▶ **REQUEST**:
Copy out all of the lines below, requests included, and shift every x and y coordinate in the answers by -134.

▶ **DATA IN THIS EXERCISE**:
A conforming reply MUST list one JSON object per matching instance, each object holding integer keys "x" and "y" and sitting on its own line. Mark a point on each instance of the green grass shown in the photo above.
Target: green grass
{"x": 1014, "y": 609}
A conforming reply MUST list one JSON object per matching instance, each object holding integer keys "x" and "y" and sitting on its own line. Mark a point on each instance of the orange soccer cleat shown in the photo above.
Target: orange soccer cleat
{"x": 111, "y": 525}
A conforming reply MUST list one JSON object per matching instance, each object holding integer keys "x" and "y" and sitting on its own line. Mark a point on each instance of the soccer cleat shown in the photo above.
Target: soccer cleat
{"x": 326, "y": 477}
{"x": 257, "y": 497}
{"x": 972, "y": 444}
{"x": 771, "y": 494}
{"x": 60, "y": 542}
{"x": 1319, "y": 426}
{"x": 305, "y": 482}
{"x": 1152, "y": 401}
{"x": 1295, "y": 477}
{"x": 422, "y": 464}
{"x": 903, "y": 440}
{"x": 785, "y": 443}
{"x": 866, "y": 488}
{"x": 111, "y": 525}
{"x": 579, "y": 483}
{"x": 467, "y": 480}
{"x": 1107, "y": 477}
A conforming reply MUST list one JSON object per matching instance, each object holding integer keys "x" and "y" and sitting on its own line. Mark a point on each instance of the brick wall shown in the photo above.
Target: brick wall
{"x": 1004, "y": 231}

▶ **ANSWER BELOW**:
A conforming reply MUST list one JSON object per matching instance, each object holding integer keys "x" and "y" and sitting on its own line. Mark a point on each instance of the green grass shown in the photo above.
Target: green grass
{"x": 880, "y": 475}
A conforming reply MUST list one JSON object per matching instance, each object holding integer keys "x" and "y" and sitting on its own line. Mark a point on each instance of the orange soccer cleat shown in the photo above.
Target: orange soccer cleat
{"x": -23, "y": 391}
A conforming reply MUST list one JSON object per matching instance, each object holding integer keys "x" and "y" and sitting on its own line. Mark a point on each instance of the soccer cleat shown in the photo above.
Target: soccer cleat
{"x": 192, "y": 343}
{"x": 123, "y": 363}
{"x": 838, "y": 310}
{"x": 637, "y": 360}
{"x": -74, "y": 408}
{"x": 1185, "y": 292}
{"x": 171, "y": 348}
{"x": 1018, "y": 267}
{"x": 1161, "y": 343}
{"x": 288, "y": 330}
{"x": 769, "y": 306}
{"x": 651, "y": 309}
{"x": 732, "y": 354}
{"x": -23, "y": 391}
{"x": 445, "y": 349}
{"x": 333, "y": 346}
{"x": 973, "y": 343}
A conforming reply MUST list one JSON object per matching instance, each object holding integer keys "x" and "y" and sitting on its own line. Mark a point on each instance of the brick wall shown in the photo above.
Target: brick wall
{"x": 870, "y": 97}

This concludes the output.